> READING TEXT
Kathleen Cleaver, Black Panther Activist and Educator born

Kathleen Cleaver

Kathleen Cleaver was born on this date in 1945. She is a Black educator, lawyer, writer, and activist.

Born in Dallas, Texas, Kathleen Neal Cleaver's father was a sociology professor at Wiley College, and her mother held a degree in Mathematics. With her father's work, the family spent many of her early years abroad in Liberia, the Philippines, and Sierra Leone. Cleaver completed high school at the Georgia School in Philadelphia in 1963. Cleaver dropped out of Barnard College in 1966 as a sophomore to work full-time with the Student Nonviolent Coordinating Committee (SNCC), where she served in the Campus Program.

From 1967 to 1971, Cleaver was the communications secretary of the Black Panther Party, the first woman member of their Central Committee. She married Eldridge Cleaver in 1967. After sharing years of exile with her former husband, she returned to the United States in late 1975. She graduated summa cum laude with a B.A. in history from Yale University in 1984 and was elected to Phi Beta Kappa.

> STORED DATA
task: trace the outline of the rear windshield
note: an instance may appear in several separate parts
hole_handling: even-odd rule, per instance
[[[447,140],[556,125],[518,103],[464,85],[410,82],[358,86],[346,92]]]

> WHAT IS BEING ASKED
Return the part of the Kathleen Cleaver biography from "Kathleen Cleaver, Black" up to and including "writer, and activist.", copied word for word.

> WORKED SOLUTION
Kathleen Cleaver, Black Panther Activist and Educator born

Kathleen Cleaver

Kathleen Cleaver was born on this date in 1945. She is a Black educator, lawyer, writer, and activist.